(Records from a dataset)

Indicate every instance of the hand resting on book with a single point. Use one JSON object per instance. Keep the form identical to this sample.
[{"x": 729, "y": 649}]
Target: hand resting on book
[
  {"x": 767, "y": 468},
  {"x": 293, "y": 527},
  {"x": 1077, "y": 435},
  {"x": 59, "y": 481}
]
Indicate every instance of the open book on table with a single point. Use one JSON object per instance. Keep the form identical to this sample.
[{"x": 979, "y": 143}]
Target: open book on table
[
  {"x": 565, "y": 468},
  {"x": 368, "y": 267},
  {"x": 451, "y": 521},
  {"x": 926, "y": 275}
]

• **WHAT THE TASK ASKS**:
Please extract every line unchanged, from the line with "Indicate every instance of the open" up to and including the final line of the entries.

• **SOLUTION FOR THIS PROBLEM**:
Indicate every instance of the open book on table with a single point. Use one JSON object per instance. Keep the form identical to this sample.
[{"x": 979, "y": 143}]
Target: open book on table
[
  {"x": 565, "y": 468},
  {"x": 368, "y": 267},
  {"x": 451, "y": 521},
  {"x": 926, "y": 275}
]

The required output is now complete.